§ **Written request**:
Count the lines in the material below that contain the string "points". Reply with the number alone.

§ **Input rows**:
^^^^^^^^^^^^^^^^

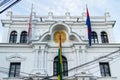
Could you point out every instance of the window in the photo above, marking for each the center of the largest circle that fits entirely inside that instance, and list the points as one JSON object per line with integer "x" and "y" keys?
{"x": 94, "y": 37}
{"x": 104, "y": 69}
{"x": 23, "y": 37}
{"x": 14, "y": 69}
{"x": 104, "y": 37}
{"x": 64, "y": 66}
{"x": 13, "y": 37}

^^^^^^^^^^^^^^^^

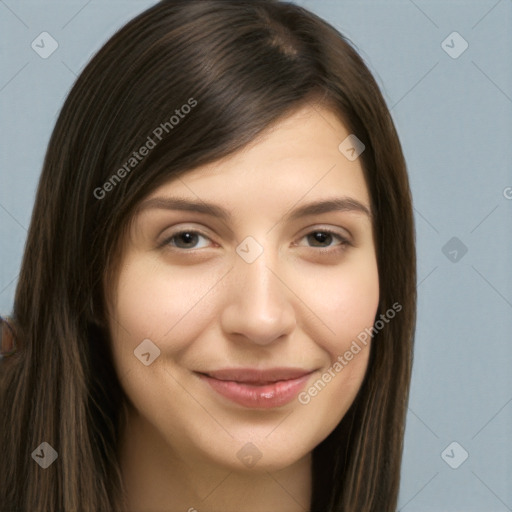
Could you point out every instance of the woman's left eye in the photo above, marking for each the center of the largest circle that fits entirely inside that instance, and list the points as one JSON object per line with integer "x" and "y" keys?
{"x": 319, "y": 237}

^^^^^^^^^^^^^^^^

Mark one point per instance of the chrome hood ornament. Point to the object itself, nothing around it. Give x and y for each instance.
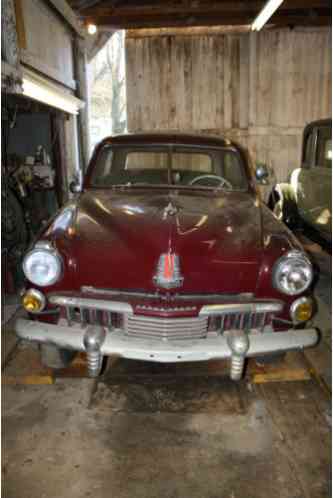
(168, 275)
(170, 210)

^^^^^^^^^^^^^^^^

§ **Written response**:
2